WORK TO DO:
Reproduce every one of the following records word for word.

DATA FOR PROCESSING:
········

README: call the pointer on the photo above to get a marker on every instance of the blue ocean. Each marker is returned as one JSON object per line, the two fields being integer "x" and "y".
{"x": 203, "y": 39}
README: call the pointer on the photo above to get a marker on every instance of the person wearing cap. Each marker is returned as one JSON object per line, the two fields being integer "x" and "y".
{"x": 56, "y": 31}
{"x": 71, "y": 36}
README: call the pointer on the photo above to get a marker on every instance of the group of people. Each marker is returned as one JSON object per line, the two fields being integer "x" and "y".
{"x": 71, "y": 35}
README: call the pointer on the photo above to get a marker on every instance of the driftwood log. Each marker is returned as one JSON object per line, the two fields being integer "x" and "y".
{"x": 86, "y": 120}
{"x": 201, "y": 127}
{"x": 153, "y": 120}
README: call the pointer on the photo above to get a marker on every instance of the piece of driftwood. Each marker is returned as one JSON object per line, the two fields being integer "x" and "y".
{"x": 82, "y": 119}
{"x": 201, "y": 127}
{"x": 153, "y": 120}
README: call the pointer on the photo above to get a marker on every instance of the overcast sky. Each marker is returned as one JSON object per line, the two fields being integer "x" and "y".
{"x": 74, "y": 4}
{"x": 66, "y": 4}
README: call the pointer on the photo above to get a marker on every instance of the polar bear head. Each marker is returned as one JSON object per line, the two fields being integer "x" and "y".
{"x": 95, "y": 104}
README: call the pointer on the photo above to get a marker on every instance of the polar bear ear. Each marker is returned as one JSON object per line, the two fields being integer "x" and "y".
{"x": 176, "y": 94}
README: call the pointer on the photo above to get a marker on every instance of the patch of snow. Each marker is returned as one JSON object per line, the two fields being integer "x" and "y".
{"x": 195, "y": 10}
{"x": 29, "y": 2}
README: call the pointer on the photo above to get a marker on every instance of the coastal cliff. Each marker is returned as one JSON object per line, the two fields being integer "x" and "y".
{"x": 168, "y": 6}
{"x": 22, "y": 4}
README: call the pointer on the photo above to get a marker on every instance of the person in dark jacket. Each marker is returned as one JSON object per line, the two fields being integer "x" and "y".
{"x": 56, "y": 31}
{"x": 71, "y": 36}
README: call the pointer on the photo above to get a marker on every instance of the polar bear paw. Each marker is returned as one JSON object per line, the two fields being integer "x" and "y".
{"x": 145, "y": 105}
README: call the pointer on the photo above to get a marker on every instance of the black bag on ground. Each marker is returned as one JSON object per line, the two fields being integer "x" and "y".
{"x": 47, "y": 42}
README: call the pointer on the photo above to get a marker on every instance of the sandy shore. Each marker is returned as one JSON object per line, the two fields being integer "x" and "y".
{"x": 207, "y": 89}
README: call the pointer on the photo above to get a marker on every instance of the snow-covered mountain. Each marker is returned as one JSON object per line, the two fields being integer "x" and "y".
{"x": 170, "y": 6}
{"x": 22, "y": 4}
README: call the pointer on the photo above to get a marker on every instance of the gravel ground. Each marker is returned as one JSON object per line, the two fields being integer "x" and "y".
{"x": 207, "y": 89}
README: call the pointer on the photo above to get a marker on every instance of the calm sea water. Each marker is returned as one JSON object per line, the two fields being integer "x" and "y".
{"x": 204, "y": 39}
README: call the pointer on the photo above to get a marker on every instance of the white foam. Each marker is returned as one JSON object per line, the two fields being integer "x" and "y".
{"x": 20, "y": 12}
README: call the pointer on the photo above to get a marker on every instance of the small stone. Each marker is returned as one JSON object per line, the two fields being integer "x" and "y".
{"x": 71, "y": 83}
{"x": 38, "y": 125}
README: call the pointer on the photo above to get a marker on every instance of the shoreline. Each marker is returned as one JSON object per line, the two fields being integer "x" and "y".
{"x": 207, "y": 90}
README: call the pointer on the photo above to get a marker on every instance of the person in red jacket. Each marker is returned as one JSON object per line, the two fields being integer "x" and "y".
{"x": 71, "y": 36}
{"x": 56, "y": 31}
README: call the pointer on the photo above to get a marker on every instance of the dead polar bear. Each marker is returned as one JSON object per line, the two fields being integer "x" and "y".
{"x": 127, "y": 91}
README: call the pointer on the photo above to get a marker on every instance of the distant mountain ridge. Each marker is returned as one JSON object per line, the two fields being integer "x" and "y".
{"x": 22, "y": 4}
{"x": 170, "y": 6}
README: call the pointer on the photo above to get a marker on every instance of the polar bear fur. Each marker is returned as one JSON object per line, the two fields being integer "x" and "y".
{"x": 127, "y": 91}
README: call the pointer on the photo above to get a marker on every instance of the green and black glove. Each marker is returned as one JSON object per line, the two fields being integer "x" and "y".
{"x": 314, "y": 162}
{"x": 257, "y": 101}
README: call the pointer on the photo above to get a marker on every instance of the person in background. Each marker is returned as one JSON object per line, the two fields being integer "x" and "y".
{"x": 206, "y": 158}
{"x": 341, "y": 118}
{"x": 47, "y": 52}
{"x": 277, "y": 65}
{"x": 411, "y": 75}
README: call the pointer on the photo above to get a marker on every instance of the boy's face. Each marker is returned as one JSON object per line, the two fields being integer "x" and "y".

········

THE ANSWER:
README: call the pointer on the photo above to get a marker on every instance of the blue ocean. Each marker is returned as one JSON object per line, the two fields being integer "x" and "y".
{"x": 203, "y": 39}
README: call the pointer on the photo above to get a marker on every instance of the person wearing cap. Each marker is returned as one JSON object per line, the two fields being integer "x" and "y".
{"x": 56, "y": 31}
{"x": 71, "y": 36}
README: call the pointer on the photo above to get a marker on every instance of the group of people. Each marker is returned as one JSON object per line, the two fields being integer "x" and "y".
{"x": 71, "y": 35}
README: call the pointer on the photo above to get a marker on every instance of the driftwood log. Each marker is returned as one JSON object per line, the two fields being integer "x" and "y".
{"x": 86, "y": 120}
{"x": 201, "y": 127}
{"x": 153, "y": 120}
README: call the pointer on the photo above to get a marker on every instance of the piece of driftwood. Each marker is returned as one JSON object per line, the two fields being integer "x" and "y".
{"x": 82, "y": 119}
{"x": 201, "y": 127}
{"x": 153, "y": 120}
README: call the pointer on the photo above to get a marker on every instance of the overcast sky. Each marker is returned as one JSON object per line, the two fields being integer "x" and "y".
{"x": 74, "y": 4}
{"x": 66, "y": 4}
README: call the pointer on the photo above to get a marker on every instance of the polar bear head. Each marker is returned as one JSON object per line, the two fields being integer "x" and "y".
{"x": 95, "y": 104}
README: call the pointer on the photo above to get a marker on every instance of the polar bear ear. Each marker is returned as one JSON object per line, the two fields being integer "x" and "y".
{"x": 176, "y": 94}
README: call the pointer on the photo above to get a marker on every instance of the patch of snow. Each marker is returned as one JSON object per line, the two fields being integer "x" and "y".
{"x": 195, "y": 10}
{"x": 29, "y": 2}
README: call the pointer on the photo above to get a marker on every instance of the coastal cliff. Each marker is returned as one JSON object per line, the two fields being integer "x" and "y".
{"x": 168, "y": 6}
{"x": 22, "y": 4}
README: call the pointer on the photo above to get a marker on every instance of the person in dark jacket. Each marker is returned as one JSON object per line, the two fields being integer "x" and "y".
{"x": 56, "y": 31}
{"x": 71, "y": 36}
README: call the pointer on the photo above to get a marker on every instance of the polar bear paw. Each marker is returned as one JSON object per line, the two fields being integer "x" and "y".
{"x": 145, "y": 105}
README: call the pointer on the photo above to get a marker on every instance of the black bag on ground. Each marker is returned as one JSON object per line, the two fields being integer "x" and "y".
{"x": 47, "y": 42}
README: call the pointer on the photo above to get a marker on every instance of the sandy shore. Each marker is returned as one JSON object per line, the two fields being integer "x" and "y".
{"x": 207, "y": 89}
README: call the pointer on the photo above to get a marker on every instance of the snow-covered mountain. Each marker is returned as one JSON object per line, the two fields being integer "x" and "y".
{"x": 170, "y": 6}
{"x": 22, "y": 4}
README: call the pointer on the photo above to get a marker on every instance of the gravel ground. Each marker is returned as one JSON object per line, the two fields being integer "x" and "y".
{"x": 207, "y": 89}
README: call the pointer on the photo above to get a marker on every instance of the calm sea water. Each marker is returned as one JSON object per line, the two fields being integer "x" and "y".
{"x": 204, "y": 39}
README: call the pointer on the photo above to get a marker on every instance of the white foam. Each marker is returned as one JSON object per line, the two fields being integer "x" and "y".
{"x": 20, "y": 12}
README: call the pointer on the photo above to get a marker on every instance of the small stone. Each marker is returned as one JSON object per line, the two fields being integer "x" and "y".
{"x": 71, "y": 83}
{"x": 38, "y": 125}
README: call the pointer on the photo above to get a marker on every instance of the shoreline. Each marker is returned as one JSON object per line, the two fields being integer "x" and "y".
{"x": 207, "y": 90}
README: call the pointer on the photo above to get a marker on every instance of the person in red jacket. Each marker is returned as one JSON object per line, the two fields being integer "x" and "y".
{"x": 71, "y": 36}
{"x": 56, "y": 31}
README: call the pointer on the photo above to get a marker on every instance of the dead polar bear. Each marker is returned as one JSON object per line, the two fields being integer "x" and "y".
{"x": 127, "y": 91}
README: call the pointer on the photo above to get a marker on every instance of the distant mountain ridge. Each marker is returned as one JSON object per line, the two fields being integer "x" and "y".
{"x": 22, "y": 4}
{"x": 170, "y": 6}
README: call the pointer on the photo above to get a marker on every instance of the polar bear fur. Each marker is returned as one JSON object per line, the two fields being integer "x" and "y".
{"x": 127, "y": 91}
README: call the pointer on the photo above to get a marker on every instance of the green and black glove. Each marker is returned as one JSON object per line, the two fields being integer "x" and "y".
{"x": 314, "y": 162}
{"x": 257, "y": 101}
README: call the pointer on the photo above to get a marker on every instance of the person in background. Each marker is returned as one JSON object per line, the two fields being integer "x" and "y".
{"x": 206, "y": 158}
{"x": 341, "y": 118}
{"x": 47, "y": 52}
{"x": 277, "y": 65}
{"x": 411, "y": 75}
README: call the pointer on the photo above to get a marker on every instance of the boy's face. Each marker is returned as one JSON object per line, the two fields being integer "x" and "y".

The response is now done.